CHALLENGE 1 »
In the transcript below, what English word does Tim say carries the same sense of distance that Elohim did in Hebrew?

Tim: I had to always kind of shift and be like, "Oh, you can just call me Tim. It's not a big deal." But in their mind, it was a role. What they're addressing is not just a person, but a role. And for them is, I guess, a special role.
So the names of what we call things and calling somebody by their name versus a title, we have the same dynamic in the Hebrew Bible. (00:16:00) You can see it in our English translations. When you see capital G-o-d, that's the Hebrew word “Elohim.” And it's a title. Although the word "God" in English in some religious traditions has kind of become—
Jon: Become a name?
Tim: Become a name, and people treat it like a name.
Jon: Dear God. Well, I don't know. That's interesting. I wonder what most people are thinking at that point. Is it like saying, dear Dad, you know, like it's a title?
Tim: It is the title. The other English word that does feel like a title that I think indicates the distance that Elohim did in Hebrew would be "deity."
Jon: So it's like me calling you human.
Tim: Yeah, totally.
Jon: It's like, "Oh, hey, human."
Tim: It's a category. And I would think that's strange.
Jon: Yeah. you'd think that's strange. But if we lived amongst a bunch of different species, you'd be like, "Okay."
Tim: Hey, Human.
Jon: Hey, Human. (00:17:00)
Tim: No, that's right.
Jon: But that's what Elohim means—deity.
Tim: That's what Elohim means. It's a category title for a type of being, namely, not a earth being but a sky being, an other dimensional being, Elohim. Whereas the personal name Yahweh, which sometimes is called the tetragrammaton, tetra for (inaudible) letter. It's Latin for the four letters. Because there's four Hebrew consonants to the name, yodh, he, vav, he. Those are the four consonants that you find in Hebrew manuscripts that are referred to the divine name.

PROVIDED ENTRIES »
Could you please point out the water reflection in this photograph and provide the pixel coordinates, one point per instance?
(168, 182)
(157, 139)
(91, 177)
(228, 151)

CHALLENGE 2 »
Rewrite the records above, switching "water reflection" to "shadow" and leaving everything else unchanged.

COMPLETE ANSWER 1 »
"Deity."

COMPLETE ANSWER 2 »
Could you please point out the shadow in this photograph and provide the pixel coordinates, one point per instance?
(168, 182)
(157, 139)
(91, 177)
(228, 151)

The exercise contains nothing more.